(Rows from a data collection)
# # #

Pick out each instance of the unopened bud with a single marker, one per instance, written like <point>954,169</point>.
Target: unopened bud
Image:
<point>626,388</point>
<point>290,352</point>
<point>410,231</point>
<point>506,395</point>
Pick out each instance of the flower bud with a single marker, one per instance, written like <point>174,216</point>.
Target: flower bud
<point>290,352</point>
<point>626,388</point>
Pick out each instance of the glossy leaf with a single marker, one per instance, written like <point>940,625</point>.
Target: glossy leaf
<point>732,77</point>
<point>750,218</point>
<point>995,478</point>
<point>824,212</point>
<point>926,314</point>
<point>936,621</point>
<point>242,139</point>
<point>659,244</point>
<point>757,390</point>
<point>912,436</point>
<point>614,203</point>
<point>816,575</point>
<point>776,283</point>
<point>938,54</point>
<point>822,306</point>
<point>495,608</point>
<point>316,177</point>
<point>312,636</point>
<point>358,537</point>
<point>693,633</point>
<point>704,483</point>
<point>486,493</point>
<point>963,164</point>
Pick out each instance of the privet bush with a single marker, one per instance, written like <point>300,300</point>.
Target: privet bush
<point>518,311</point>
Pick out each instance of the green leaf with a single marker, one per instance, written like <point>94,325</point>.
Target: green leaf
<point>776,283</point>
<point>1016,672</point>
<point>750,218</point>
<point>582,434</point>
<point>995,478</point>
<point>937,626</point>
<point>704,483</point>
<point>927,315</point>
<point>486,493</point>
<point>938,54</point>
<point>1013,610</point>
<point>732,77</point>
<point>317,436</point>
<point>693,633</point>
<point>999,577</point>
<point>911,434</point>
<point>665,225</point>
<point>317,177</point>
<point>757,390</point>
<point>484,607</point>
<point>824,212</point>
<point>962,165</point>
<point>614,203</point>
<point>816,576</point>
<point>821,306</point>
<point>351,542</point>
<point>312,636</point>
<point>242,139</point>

# # #

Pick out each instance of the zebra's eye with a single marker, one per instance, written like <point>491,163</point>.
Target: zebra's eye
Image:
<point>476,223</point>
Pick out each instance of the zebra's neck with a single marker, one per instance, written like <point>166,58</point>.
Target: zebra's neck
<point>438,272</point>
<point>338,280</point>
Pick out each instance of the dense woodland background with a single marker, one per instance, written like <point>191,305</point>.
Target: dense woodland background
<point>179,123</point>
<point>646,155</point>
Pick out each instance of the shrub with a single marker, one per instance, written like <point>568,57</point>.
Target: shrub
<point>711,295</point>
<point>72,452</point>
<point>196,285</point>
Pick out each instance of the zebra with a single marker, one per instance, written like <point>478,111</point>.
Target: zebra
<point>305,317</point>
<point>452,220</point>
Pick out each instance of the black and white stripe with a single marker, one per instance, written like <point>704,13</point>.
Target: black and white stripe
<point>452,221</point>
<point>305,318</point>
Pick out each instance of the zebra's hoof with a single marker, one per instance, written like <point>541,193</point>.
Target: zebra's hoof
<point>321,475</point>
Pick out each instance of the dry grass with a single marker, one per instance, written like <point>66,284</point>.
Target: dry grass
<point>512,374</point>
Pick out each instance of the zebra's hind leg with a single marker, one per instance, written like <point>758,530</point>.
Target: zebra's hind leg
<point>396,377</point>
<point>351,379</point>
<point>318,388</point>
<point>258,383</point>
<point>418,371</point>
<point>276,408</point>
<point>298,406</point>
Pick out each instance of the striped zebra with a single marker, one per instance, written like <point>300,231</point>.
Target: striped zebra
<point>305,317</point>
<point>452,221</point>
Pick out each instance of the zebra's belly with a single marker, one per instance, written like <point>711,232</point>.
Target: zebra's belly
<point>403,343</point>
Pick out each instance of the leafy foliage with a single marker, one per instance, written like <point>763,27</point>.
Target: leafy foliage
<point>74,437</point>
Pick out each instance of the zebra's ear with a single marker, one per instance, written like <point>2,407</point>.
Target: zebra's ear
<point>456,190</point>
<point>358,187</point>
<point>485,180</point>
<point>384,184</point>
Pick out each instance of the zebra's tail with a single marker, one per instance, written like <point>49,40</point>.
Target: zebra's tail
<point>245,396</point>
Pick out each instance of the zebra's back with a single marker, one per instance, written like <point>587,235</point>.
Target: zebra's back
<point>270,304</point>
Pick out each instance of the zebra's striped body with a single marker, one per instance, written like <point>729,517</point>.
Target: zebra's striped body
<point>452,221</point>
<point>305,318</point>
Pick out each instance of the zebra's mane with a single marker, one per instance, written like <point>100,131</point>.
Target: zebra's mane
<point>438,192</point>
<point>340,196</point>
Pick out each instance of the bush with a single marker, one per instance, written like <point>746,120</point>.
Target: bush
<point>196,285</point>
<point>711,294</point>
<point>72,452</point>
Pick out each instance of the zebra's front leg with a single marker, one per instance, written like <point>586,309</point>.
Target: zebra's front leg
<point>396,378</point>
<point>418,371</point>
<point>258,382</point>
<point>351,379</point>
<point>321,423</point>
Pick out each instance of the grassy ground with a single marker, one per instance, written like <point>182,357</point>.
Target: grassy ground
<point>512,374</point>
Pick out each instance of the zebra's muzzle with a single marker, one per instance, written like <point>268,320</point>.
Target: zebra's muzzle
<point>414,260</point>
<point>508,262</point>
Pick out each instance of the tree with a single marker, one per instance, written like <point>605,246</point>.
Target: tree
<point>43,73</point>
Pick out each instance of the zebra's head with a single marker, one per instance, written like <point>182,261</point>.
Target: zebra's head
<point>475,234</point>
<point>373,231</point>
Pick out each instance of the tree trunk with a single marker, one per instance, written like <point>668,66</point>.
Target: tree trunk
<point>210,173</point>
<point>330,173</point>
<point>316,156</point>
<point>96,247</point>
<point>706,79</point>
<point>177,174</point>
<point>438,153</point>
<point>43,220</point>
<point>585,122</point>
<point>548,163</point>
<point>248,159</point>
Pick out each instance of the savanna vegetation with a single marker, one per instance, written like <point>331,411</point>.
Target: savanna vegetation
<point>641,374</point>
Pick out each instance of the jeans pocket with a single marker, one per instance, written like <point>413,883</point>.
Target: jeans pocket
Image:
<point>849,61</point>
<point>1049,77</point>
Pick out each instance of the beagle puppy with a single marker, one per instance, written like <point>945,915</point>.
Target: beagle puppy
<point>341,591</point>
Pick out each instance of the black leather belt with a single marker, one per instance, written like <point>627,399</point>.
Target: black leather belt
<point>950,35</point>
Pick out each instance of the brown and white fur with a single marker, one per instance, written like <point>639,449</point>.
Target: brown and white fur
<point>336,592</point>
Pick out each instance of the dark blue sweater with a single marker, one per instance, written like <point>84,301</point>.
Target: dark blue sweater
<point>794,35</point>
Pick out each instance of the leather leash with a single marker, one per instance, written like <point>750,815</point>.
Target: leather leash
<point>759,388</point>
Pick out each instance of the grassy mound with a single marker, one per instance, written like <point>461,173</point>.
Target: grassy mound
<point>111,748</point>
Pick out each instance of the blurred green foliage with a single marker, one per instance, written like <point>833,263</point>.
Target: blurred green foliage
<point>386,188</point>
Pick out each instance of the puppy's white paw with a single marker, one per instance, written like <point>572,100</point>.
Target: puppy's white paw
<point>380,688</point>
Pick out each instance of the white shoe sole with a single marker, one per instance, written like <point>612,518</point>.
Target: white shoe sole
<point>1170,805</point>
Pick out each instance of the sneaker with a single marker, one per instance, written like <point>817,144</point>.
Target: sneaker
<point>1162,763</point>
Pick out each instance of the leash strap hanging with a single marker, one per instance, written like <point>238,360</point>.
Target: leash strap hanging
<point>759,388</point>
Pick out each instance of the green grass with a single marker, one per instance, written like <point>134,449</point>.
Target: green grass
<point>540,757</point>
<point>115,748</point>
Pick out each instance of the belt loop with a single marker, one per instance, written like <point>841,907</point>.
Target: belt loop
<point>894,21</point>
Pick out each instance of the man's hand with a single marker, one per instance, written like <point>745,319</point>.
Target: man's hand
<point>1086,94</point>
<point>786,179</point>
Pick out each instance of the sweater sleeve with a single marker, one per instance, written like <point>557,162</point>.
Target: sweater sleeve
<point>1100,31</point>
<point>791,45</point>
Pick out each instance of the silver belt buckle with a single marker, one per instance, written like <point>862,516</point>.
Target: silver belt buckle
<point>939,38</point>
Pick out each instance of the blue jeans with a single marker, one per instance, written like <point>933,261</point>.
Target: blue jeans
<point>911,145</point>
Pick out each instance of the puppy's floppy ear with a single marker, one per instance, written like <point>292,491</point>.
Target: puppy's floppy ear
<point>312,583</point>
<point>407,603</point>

# # #

Task objective: Find every line in the rows above that contains the word "trunk" and copy each one out in full.

The reply:
Pick out each instance of the tree trunk with a single marker, one per instance, written like <point>668,66</point>.
Target: tree trunk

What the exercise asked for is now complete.